#### Things to do:
• 1. In the forum thread about a few hours in Montego Bay, where does Rob say his group likes to hang out when picking someone up at the airport?
• 2. Reproduce the forum thread word for word from "# Negril.com Message" up to and including "Looking for ideas.".
━━━━━ Reading passage ━━━━━
# Negril.com Message Board Forums > Montego Bay Message Board >  What to do with a few hours in Mo Bay?

## Flipadelphia26

It's looking like the group I am going to be hanging out with in November will all be getting in to Montego Bay on the same day, but not at the same time.

So what we want to do is get a driver - van to pick the first few people up first and go do some things for a few hours and then head back to the airport and grab the rest of the clan.


Looking for ideas.

----------


## TizzyATX

I dont know...are you getting cell phones? You go down to the digicel. ?? Maybe the hip strip but I really dont know MoBay very well and can't remember how far it is from Sangster.  Think Margaritaville is fairly close by.....

Someone else will know better than me lol

you could always just have some drinks at the bar at the airport.....i wanna call it the groovy grouper or something like that.

----------


## Flipadelphia26

> I dont know...are you getting cell phones? You go down to the digicel. ?? Maybe the hip strip but I really dont know MoBay very well and can't remember how far it is from Sangster.  Think Margaritaville is fairly close by.....
> 
> Someone else will know better than me lol
> 
> you could always just have some drinks at the bar at the airport.....i wanna call it the groovy grouper or something like that.


Well I am most certainly on board with drinking.

----------


## Rob

Flip,


Greetings man and hope to meet you soon!


MoBay has many cool things to do - The Hip Strip is a short drive from the airport and there are places like Margaritaville, Coral Cliff Casino and Doctors Cave to catch a bite to eat and some cold drinks. Another perfect spot, where we like to hang out when picking someone up at the airport is a bar right at the end of the runway. You have to leave the airport, and head back on the dead end road (at the end of the Hip Strip) and there is a bar and food available there. The planes coming in are wild to watch - and you would probably be able to see their plane when it comes in so you know exactly when you need to get back to the airport!
━━━━━ Provided records ━━━━━
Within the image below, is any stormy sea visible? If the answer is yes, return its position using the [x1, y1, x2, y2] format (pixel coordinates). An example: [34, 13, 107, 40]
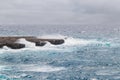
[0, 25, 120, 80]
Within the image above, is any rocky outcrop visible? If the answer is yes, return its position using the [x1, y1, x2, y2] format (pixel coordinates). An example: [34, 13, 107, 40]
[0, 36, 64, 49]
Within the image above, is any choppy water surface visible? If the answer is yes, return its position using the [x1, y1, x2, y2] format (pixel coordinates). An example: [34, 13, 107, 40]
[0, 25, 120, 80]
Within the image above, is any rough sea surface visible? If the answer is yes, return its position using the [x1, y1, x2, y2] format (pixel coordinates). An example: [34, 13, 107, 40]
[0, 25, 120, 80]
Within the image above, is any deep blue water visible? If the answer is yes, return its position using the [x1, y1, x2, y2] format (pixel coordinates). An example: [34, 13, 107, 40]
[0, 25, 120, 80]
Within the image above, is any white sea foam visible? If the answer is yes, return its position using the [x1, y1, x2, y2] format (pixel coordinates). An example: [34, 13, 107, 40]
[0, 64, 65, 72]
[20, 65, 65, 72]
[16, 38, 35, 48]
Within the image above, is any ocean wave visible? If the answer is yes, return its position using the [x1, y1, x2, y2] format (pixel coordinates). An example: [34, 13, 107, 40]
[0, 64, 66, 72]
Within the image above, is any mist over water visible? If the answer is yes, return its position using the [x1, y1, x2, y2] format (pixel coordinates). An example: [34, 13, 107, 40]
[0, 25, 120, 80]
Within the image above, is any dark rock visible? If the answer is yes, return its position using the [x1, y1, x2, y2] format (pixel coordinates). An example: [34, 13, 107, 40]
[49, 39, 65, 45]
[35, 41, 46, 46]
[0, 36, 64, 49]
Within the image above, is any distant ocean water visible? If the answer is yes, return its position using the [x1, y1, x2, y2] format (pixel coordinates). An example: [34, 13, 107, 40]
━━━━━
#### Answer list:
• 1. At a bar right at the end of the runway.

• 2.
# Negril.com Message Board Forums > Montego Bay Message Board >  What to do with a few hours in Mo Bay?

## Flipadelphia26

It's looking like the group I am going to be hanging out with in November will all be getting in to Montego Bay on the same day, but not at the same time.

So what we want to do is get a driver - van to pick the first few people up first and go do some things for a few hours and then head back to the airport and grab the rest of the clan.


Looking for ideas.